**EXERCISE OBJECTIVE:** Rewrite the rows that begin at the line containing "Your task is to examine this image and locate pale" and stop after the line containing "[378,160,434,184]", replacing "locate" with "find" and leaving everything else unchanged.

(Detection examples)
========================================
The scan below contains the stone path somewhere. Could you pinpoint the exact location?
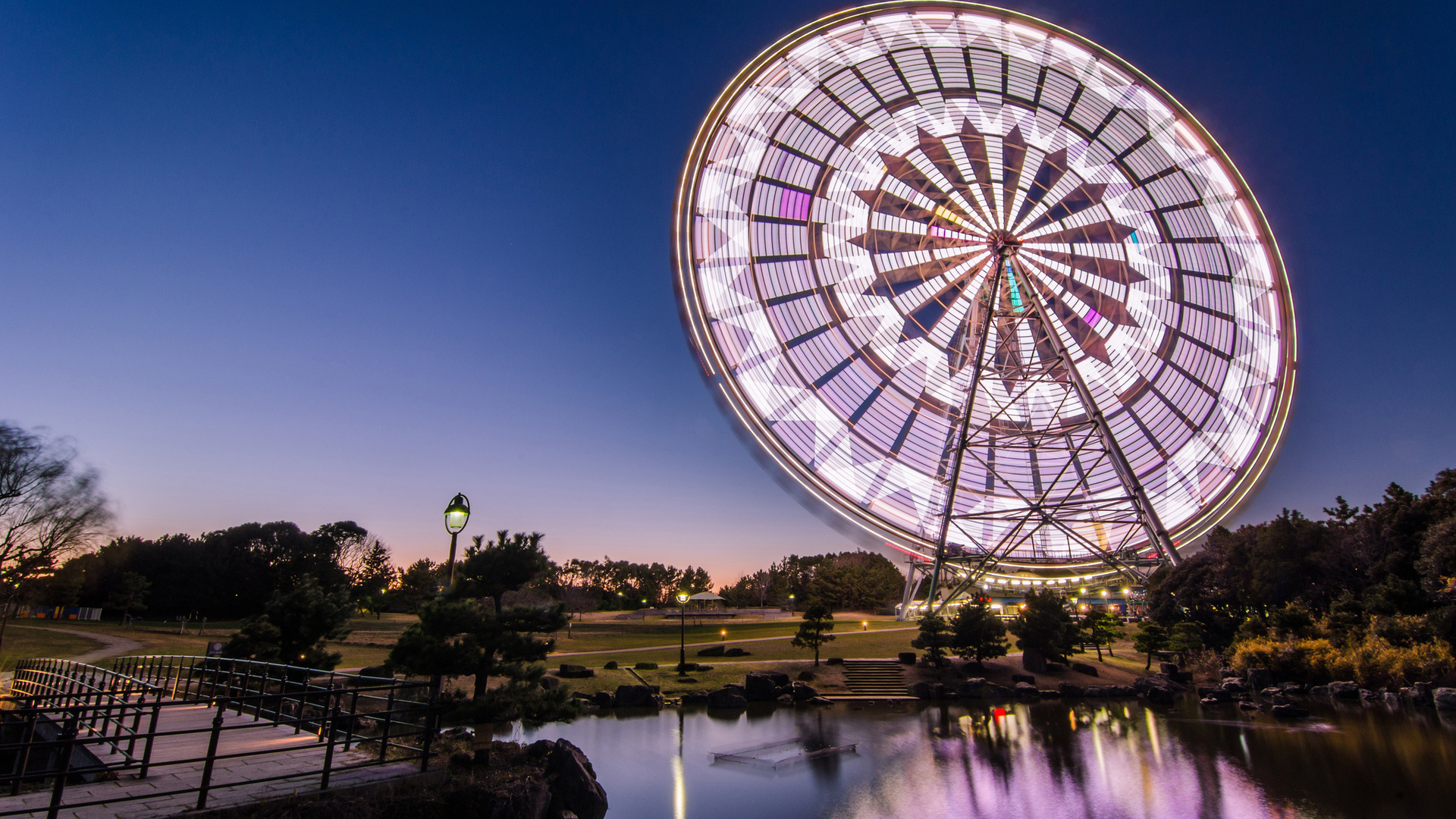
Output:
[0,705,419,819]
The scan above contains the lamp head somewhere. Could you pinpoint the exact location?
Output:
[446,494,470,535]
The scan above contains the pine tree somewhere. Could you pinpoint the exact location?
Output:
[910,613,956,667]
[951,601,1006,666]
[789,601,834,666]
[1133,621,1168,669]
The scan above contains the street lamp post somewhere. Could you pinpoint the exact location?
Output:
[677,592,687,676]
[446,494,470,587]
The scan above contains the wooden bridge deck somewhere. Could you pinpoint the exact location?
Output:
[0,693,419,819]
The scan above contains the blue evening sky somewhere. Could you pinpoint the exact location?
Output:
[0,0,1456,582]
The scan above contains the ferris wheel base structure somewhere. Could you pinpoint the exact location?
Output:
[673,2,1298,612]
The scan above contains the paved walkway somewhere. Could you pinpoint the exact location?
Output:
[0,705,419,819]
[546,625,920,661]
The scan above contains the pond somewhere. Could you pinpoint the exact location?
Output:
[510,699,1456,819]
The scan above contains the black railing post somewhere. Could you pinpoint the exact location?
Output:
[419,686,440,774]
[10,699,41,795]
[196,690,228,810]
[378,688,394,762]
[46,710,82,819]
[318,704,339,790]
[136,691,162,780]
[344,686,359,754]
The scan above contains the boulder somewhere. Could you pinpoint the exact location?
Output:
[742,672,779,702]
[544,739,607,819]
[708,686,748,708]
[1431,688,1456,711]
[1133,675,1184,705]
[956,676,986,697]
[358,663,394,685]
[614,685,661,708]
[980,682,1016,699]
[1021,648,1046,673]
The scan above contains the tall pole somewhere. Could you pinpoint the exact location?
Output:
[924,252,1008,613]
[446,532,460,590]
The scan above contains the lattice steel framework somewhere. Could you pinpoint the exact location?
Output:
[674,2,1296,606]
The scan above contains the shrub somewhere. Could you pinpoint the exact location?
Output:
[1233,631,1456,688]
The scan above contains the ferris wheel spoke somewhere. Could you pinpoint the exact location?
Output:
[674,0,1294,599]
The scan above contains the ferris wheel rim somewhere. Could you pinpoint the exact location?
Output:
[671,0,1299,571]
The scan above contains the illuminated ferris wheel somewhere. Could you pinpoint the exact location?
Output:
[674,2,1296,601]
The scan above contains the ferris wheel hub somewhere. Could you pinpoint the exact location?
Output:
[986,229,1021,256]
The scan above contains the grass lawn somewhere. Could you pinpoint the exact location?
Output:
[0,615,416,669]
[0,621,100,672]
[548,623,919,669]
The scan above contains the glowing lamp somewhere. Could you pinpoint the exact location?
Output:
[446,495,470,535]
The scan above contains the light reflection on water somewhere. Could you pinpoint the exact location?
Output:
[515,701,1456,819]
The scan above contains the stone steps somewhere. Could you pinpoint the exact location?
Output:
[845,661,907,697]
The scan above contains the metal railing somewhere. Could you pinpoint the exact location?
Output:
[0,656,438,817]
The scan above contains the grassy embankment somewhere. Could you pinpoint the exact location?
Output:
[0,612,1176,697]
[0,623,102,672]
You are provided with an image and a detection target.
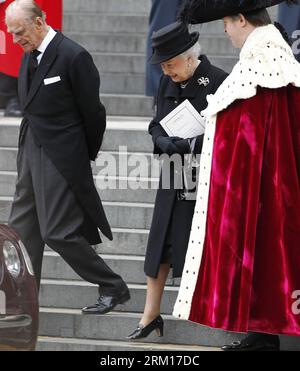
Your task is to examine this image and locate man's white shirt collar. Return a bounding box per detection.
[37,27,56,63]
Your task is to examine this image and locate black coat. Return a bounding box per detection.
[145,55,227,278]
[19,32,112,244]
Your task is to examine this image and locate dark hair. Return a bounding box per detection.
[233,9,272,27]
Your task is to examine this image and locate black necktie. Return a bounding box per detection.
[28,50,41,90]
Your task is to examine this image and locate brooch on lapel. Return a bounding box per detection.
[197,77,210,86]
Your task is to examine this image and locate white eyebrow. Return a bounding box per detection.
[7,28,24,34]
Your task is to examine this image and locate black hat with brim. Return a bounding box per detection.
[149,22,199,64]
[179,0,297,24]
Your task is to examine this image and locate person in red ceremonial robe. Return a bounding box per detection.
[173,0,300,351]
[0,0,62,117]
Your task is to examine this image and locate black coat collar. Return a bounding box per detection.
[164,55,211,99]
[20,31,64,109]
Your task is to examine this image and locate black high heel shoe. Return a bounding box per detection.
[126,316,164,340]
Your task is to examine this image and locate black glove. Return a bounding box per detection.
[173,137,191,155]
[155,136,181,156]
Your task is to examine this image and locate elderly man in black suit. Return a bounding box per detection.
[6,0,130,314]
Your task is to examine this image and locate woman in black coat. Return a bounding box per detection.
[127,22,227,340]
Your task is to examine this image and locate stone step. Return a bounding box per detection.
[37,336,220,352]
[67,32,239,57]
[0,171,158,204]
[0,196,153,230]
[39,308,300,351]
[39,307,244,347]
[66,31,146,54]
[101,73,145,95]
[0,117,153,151]
[64,0,151,14]
[40,280,178,314]
[42,250,159,285]
[36,336,221,352]
[63,12,149,34]
[96,228,149,256]
[101,94,153,117]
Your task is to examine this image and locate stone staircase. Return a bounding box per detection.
[0,117,300,351]
[0,0,300,351]
[63,0,237,117]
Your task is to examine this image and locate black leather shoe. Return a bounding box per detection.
[126,316,164,340]
[4,98,22,117]
[82,289,130,314]
[221,333,280,352]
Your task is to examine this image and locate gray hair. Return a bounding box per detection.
[180,42,201,59]
[6,0,46,23]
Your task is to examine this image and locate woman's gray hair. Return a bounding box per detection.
[180,42,201,59]
[6,0,46,23]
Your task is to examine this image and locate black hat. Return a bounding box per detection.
[179,0,297,24]
[150,22,199,64]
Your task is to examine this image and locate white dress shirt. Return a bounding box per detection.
[37,27,56,64]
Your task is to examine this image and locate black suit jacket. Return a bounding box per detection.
[19,32,112,244]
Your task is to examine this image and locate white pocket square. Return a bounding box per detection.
[44,76,61,85]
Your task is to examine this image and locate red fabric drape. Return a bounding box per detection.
[0,0,62,77]
[189,86,300,335]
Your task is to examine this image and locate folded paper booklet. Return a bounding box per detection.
[160,100,205,139]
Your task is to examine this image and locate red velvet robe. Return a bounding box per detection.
[0,0,62,77]
[179,85,300,335]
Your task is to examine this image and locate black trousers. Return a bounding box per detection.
[0,72,18,108]
[9,127,126,295]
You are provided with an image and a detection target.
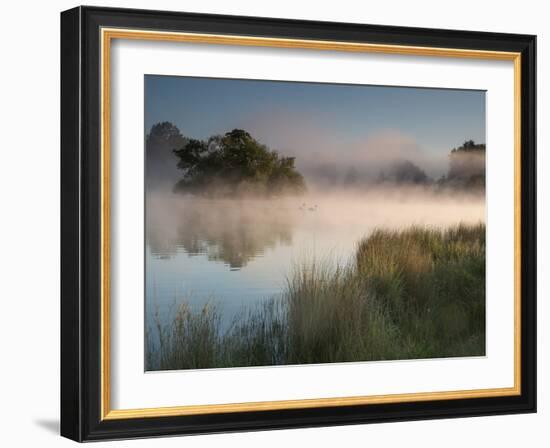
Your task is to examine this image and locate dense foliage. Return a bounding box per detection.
[145,121,188,188]
[175,129,305,196]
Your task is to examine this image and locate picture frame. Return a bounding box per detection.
[61,7,536,442]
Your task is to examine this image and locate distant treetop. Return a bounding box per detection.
[451,140,485,154]
[174,129,305,196]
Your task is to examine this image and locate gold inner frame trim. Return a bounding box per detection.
[100,28,521,420]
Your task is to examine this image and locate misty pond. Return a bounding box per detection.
[146,190,485,340]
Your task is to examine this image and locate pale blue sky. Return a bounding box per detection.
[145,75,485,175]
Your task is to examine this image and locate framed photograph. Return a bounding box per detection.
[61,7,536,441]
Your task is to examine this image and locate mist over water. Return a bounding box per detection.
[146,187,485,336]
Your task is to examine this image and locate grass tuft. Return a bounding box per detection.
[147,224,485,370]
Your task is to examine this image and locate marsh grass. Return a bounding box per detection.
[146,224,485,370]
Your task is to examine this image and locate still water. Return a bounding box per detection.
[145,191,485,333]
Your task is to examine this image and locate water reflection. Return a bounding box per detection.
[147,196,297,270]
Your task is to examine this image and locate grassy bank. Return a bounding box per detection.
[147,224,485,370]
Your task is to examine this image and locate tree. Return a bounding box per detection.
[447,140,485,185]
[174,129,305,196]
[145,121,188,187]
[378,160,434,184]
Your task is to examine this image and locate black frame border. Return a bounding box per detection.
[61,6,537,441]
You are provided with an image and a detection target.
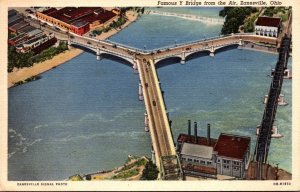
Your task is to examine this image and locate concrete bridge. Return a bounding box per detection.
[68,34,277,180]
[146,10,225,24]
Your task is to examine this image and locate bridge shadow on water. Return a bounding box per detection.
[215,45,238,54]
[72,45,132,68]
[155,57,181,69]
[185,51,210,62]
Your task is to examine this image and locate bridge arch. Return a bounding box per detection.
[154,55,181,65]
[215,43,239,53]
[185,49,210,61]
[155,57,181,69]
[100,52,133,67]
[69,42,134,66]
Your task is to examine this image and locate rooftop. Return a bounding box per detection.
[9,21,29,31]
[46,7,102,23]
[20,25,36,33]
[8,9,18,18]
[177,133,217,147]
[72,20,89,28]
[255,16,281,27]
[182,163,217,175]
[8,14,22,25]
[42,8,57,15]
[82,9,116,23]
[214,133,251,159]
[180,143,213,159]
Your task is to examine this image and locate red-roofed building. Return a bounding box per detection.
[214,133,251,178]
[176,123,251,178]
[37,7,117,35]
[255,16,281,37]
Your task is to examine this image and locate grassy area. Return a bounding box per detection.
[116,158,147,173]
[7,42,68,72]
[241,12,259,33]
[111,168,140,179]
[264,7,289,22]
[69,175,83,181]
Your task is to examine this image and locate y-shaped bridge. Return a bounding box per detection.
[68,34,277,180]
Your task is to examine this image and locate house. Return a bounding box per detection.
[8,20,29,34]
[16,33,56,53]
[177,121,250,179]
[255,16,281,37]
[180,143,217,178]
[37,7,117,35]
[8,14,23,27]
[214,133,251,178]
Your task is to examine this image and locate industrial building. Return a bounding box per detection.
[8,9,57,54]
[177,120,250,179]
[36,7,118,35]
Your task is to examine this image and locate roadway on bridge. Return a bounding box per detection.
[138,57,176,164]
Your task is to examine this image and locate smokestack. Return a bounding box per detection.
[194,122,197,143]
[207,123,210,145]
[188,120,191,142]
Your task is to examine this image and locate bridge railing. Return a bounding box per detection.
[149,10,225,23]
[151,34,233,52]
[70,40,133,59]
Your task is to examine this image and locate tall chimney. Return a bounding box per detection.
[194,122,197,143]
[207,123,210,145]
[188,120,191,142]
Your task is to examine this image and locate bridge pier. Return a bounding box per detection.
[151,149,156,164]
[209,46,215,57]
[139,83,144,101]
[68,38,71,49]
[238,39,244,49]
[180,51,185,64]
[96,48,101,61]
[144,112,149,132]
[132,59,138,73]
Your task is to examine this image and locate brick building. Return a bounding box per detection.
[177,121,250,179]
[36,7,117,35]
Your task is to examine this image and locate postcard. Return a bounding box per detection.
[0,0,300,191]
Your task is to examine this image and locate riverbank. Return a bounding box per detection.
[7,11,138,88]
[69,155,149,181]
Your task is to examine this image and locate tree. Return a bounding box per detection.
[141,160,158,180]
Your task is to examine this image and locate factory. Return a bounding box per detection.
[177,120,251,179]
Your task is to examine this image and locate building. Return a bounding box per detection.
[255,16,281,37]
[8,14,23,27]
[177,121,250,179]
[37,7,117,35]
[8,20,29,34]
[180,143,217,178]
[16,33,56,54]
[214,133,251,178]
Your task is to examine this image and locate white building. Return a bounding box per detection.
[255,16,281,37]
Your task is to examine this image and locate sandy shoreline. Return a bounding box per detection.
[7,11,138,88]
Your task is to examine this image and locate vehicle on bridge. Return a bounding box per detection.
[152,100,156,106]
========================================
**EXERCISE ANSWER:**
Your task is to examine this image and find pale blue sky. Return a bounding box per detection.
[145,75,485,175]
Your task is to examine this image and find framed photograph. Return a bounding box per detection.
[61,7,536,441]
Your task is to examine this image and find mist over water. Return a bounding box per detection.
[146,187,485,336]
Your task is to examine this image and find grass tuft. Return a bounding box per detection.
[147,224,485,370]
Your task is to examine this image and find marsh grass. Return a bounding box per detection.
[146,224,485,370]
Your task is to examine this image and find still water. Return a bounding box per detection.
[145,191,485,333]
Your task is to examine this image and find water reflection. Return a bounding box per detection.
[147,196,297,270]
Your task is to examine this image and find grassy bank. Return a bounding box per detection.
[147,224,485,370]
Your task is to examine this image and find tree. Return a bounding box per detection.
[447,140,485,185]
[174,129,305,196]
[145,121,188,187]
[378,160,434,184]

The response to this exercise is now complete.